*Requirements*: Rewrite every line from the one containing "Where can you find the snow-covered" through the end of the lines, both ends included. Scale each coordinate by 1.45 and round to whole numbers, with halves rounding up, and copy all other lines unchanged.

# Start of Task inputs

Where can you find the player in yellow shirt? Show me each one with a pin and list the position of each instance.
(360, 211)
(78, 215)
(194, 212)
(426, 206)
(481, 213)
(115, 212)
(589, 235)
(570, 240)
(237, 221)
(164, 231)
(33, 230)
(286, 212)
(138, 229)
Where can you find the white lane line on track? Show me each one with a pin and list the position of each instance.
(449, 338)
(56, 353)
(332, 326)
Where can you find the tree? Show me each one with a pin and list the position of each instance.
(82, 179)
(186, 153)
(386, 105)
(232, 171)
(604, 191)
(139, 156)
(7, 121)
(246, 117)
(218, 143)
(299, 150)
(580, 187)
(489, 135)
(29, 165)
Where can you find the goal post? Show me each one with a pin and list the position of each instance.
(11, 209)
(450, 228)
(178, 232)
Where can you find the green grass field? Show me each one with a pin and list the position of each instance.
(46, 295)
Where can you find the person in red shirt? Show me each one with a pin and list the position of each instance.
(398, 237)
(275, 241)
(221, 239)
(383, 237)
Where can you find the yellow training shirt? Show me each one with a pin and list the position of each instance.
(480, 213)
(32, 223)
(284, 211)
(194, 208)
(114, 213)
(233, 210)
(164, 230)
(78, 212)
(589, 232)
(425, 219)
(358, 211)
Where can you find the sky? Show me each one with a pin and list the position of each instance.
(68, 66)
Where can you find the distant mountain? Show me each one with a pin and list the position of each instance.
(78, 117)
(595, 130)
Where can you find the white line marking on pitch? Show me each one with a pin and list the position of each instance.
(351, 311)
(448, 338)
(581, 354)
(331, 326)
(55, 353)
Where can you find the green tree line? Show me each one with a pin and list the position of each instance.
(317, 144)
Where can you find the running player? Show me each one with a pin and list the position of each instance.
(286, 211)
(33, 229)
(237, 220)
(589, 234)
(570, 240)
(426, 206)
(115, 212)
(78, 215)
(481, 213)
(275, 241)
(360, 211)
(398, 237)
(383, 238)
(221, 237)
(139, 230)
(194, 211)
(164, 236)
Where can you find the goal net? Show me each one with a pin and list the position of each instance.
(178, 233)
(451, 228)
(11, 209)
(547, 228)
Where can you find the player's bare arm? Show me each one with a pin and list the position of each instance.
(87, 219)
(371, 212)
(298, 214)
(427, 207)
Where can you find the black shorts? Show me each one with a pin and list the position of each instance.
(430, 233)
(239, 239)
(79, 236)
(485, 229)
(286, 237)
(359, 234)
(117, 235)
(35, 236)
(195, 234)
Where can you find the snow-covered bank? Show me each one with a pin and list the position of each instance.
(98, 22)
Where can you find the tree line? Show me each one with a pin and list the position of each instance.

# End of Task inputs

*Written reply*:
Where can you find the snow-covered bank? Show me each one with a pin and list the position of each instance.
(142, 32)
Where can you find the tree line? Show me each one with a pin and list the position of each instance.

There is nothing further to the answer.